**Required task**
Lay out all the entries below as a Markdown table with two columns, Row and Line. Number each nonblank line in order and skip blank lines.

**Material provided**
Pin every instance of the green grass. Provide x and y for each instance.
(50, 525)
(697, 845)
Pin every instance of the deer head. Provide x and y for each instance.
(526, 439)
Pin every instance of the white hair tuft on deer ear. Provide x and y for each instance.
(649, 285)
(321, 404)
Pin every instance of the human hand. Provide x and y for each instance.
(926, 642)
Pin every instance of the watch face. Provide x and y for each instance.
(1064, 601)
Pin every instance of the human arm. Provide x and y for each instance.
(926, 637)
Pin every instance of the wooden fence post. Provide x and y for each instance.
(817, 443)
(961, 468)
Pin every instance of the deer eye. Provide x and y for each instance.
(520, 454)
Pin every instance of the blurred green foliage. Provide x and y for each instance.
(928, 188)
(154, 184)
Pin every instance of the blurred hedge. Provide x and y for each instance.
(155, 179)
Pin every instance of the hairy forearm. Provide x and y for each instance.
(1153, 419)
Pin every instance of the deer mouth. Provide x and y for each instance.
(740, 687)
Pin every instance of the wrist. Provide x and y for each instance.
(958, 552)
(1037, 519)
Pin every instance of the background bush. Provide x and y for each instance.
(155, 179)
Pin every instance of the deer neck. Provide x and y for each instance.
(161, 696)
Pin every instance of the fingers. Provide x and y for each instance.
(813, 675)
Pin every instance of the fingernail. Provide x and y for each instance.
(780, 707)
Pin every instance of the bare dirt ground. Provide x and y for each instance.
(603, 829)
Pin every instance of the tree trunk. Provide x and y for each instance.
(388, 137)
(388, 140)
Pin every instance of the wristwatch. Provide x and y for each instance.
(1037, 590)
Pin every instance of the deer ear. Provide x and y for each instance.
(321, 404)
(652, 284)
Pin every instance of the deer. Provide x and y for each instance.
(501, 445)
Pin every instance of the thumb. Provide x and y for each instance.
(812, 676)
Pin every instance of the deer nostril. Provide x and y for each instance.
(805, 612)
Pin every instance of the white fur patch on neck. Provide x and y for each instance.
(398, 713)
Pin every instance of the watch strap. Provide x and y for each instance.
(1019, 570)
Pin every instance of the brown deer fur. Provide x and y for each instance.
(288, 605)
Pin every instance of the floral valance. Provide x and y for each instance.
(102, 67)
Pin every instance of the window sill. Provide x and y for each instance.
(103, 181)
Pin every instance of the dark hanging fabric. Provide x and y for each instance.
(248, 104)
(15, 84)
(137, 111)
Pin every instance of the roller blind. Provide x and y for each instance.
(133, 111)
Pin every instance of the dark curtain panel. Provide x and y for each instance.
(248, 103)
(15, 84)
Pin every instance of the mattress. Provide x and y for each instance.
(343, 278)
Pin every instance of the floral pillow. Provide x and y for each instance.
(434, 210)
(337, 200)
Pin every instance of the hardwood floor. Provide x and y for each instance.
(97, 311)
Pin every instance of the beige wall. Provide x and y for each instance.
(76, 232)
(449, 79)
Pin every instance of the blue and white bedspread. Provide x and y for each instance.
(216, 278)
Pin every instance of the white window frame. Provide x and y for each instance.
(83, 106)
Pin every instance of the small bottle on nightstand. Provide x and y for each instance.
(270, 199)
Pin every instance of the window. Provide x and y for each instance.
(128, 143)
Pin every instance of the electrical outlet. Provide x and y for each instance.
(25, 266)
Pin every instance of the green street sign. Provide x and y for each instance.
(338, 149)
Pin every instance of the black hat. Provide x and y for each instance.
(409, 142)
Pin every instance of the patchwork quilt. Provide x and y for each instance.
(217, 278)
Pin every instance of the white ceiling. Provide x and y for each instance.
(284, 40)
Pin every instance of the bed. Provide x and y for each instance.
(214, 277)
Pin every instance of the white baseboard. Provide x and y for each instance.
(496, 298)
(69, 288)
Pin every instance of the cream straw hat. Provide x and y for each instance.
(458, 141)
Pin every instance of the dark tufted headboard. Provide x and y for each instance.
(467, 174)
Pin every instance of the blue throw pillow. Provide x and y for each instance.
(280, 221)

**Reply to the task**
| Row | Line |
|---|---|
| 1 | Pin every instance of the green grass. Provide x and y for each instance. |
| 2 | (50, 525) |
| 3 | (697, 845) |
| 4 | Pin every instance of the deer head. Provide x and y for each instance. |
| 5 | (526, 439) |
| 6 | Pin every instance of the white hair tuft on deer ear. Provide x and y for each instance. |
| 7 | (649, 285) |
| 8 | (321, 404) |
| 9 | Pin every instance of the human hand. Provide x and y for each instance. |
| 10 | (926, 642) |
| 11 | Pin every instance of the watch face. Provide x and y for each instance. |
| 12 | (1064, 601) |
| 13 | Pin every instance of the human arm. Provide x and y for each instance. |
| 14 | (926, 637) |
| 15 | Pin every instance of the wooden fence post. Provide x and y for each instance. |
| 16 | (817, 443) |
| 17 | (961, 468) |
| 18 | Pin every instance of the deer eye. Provide x and y for each instance. |
| 19 | (520, 454) |
| 20 | Pin every instance of the blurred green foliage. Provide x and y for each instance. |
| 21 | (928, 188) |
| 22 | (154, 184) |
| 23 | Pin every instance of the blurred hedge. Provide x and y for each instance. |
| 24 | (155, 179) |
| 25 | Pin every instance of the hairy forearm. Provide x and y for each instance. |
| 26 | (1153, 419) |
| 27 | Pin every instance of the deer mouth. Provide x and y for each instance. |
| 28 | (740, 687) |
| 29 | Pin every instance of the wrist. Provide x and y for each instance. |
| 30 | (958, 552) |
| 31 | (1037, 519) |
| 32 | Pin every instance of the background bush. Provide x and y for each instance. |
| 33 | (155, 179) |
| 34 | Pin every instance of the deer neck. Provide x and y for each instance. |
| 35 | (161, 696) |
| 36 | Pin every instance of the fingers. Provide x and y for each instance. |
| 37 | (813, 675) |
| 38 | Pin every instance of the fingernail. Provide x and y for each instance. |
| 39 | (780, 707) |
| 40 | Pin every instance of the bare dirt ground. Provide x and y for each instance. |
| 41 | (603, 829) |
| 42 | Pin every instance of the tree trunk. Provide x and y for each instance. |
| 43 | (388, 137) |
| 44 | (388, 140) |
| 45 | Pin every instance of the wristwatch. Provide x and y for each instance. |
| 46 | (1037, 590) |
| 47 | Pin every instance of the deer ear. Provide x and y for each instance. |
| 48 | (321, 404) |
| 49 | (652, 284) |
| 50 | Pin every instance of the deer. Provide x and y for each instance. |
| 51 | (501, 445) |
| 52 | Pin every instance of the thumb. Provide x and y for each instance. |
| 53 | (812, 676) |
| 54 | Pin every instance of the deer nostril. Provide x and y for each instance. |
| 55 | (805, 612) |
| 56 | Pin every instance of the white fur patch on neck. Provide x and y for each instance. |
| 57 | (398, 713) |
| 58 | Pin every instance of the watch strap. Provide x and y for each instance. |
| 59 | (1019, 570) |
| 60 | Pin every instance of the brown deer fur. Provide x and y for each instance. |
| 61 | (288, 605) |
| 62 | Pin every instance of the floral valance. Provide x and y for each instance. |
| 63 | (102, 67) |
| 64 | Pin every instance of the window sill. Provide x and y for each instance. |
| 65 | (103, 181) |
| 66 | Pin every instance of the dark hanging fabric. Provide x and y for each instance. |
| 67 | (248, 104) |
| 68 | (15, 84) |
| 69 | (137, 111) |
| 70 | Pin every instance of the roller blind. Provide x and y for each instance. |
| 71 | (133, 111) |
| 72 | Pin every instance of the dark curtain panel. Provide x and y for each instance. |
| 73 | (248, 103) |
| 74 | (15, 84) |
| 75 | Pin every instance of the mattress. Provide x and y for each instance. |
| 76 | (343, 278) |
| 77 | Pin every instance of the floral pillow. Provide x and y for each instance. |
| 78 | (434, 210) |
| 79 | (337, 200) |
| 80 | Pin every instance of the hardwood floor. Provide x and y for each instance. |
| 81 | (97, 311) |
| 82 | Pin every instance of the beige wall. Provide x and y for each instance. |
| 83 | (76, 232) |
| 84 | (449, 79) |
| 85 | Pin every instance of the blue and white bedspread. Provide x and y for each instance. |
| 86 | (216, 278) |
| 87 | Pin every instance of the white window frame. Provide x and y for each instance. |
| 88 | (83, 106) |
| 89 | Pin every instance of the small bottle on nightstand. Provide x and y for each instance. |
| 90 | (270, 199) |
| 91 | Pin every instance of the window. Provide x and y for each instance. |
| 92 | (128, 143) |
| 93 | Pin every instance of the electrical outlet. Provide x and y for each instance. |
| 94 | (25, 266) |
| 95 | Pin every instance of the green street sign. Provide x and y for each instance. |
| 96 | (338, 149) |
| 97 | Pin every instance of the black hat. Provide x and y for each instance. |
| 98 | (409, 142) |
| 99 | Pin every instance of the patchwork quilt. Provide x and y for each instance. |
| 100 | (217, 278) |
| 101 | Pin every instance of the white ceiling. Provide x and y for each instance. |
| 102 | (284, 40) |
| 103 | Pin every instance of the bed. Provide x and y for each instance. |
| 104 | (214, 277) |
| 105 | Pin every instance of the white baseboard. Provide x and y for each instance. |
| 106 | (496, 298) |
| 107 | (69, 288) |
| 108 | Pin every instance of the cream straw hat. Provide x and y for each instance. |
| 109 | (458, 141) |
| 110 | Pin every instance of the dark tufted headboard. Provide x and y for each instance. |
| 111 | (467, 174) |
| 112 | Pin every instance of the blue throw pillow. Provide x and y for each instance. |
| 113 | (280, 221) |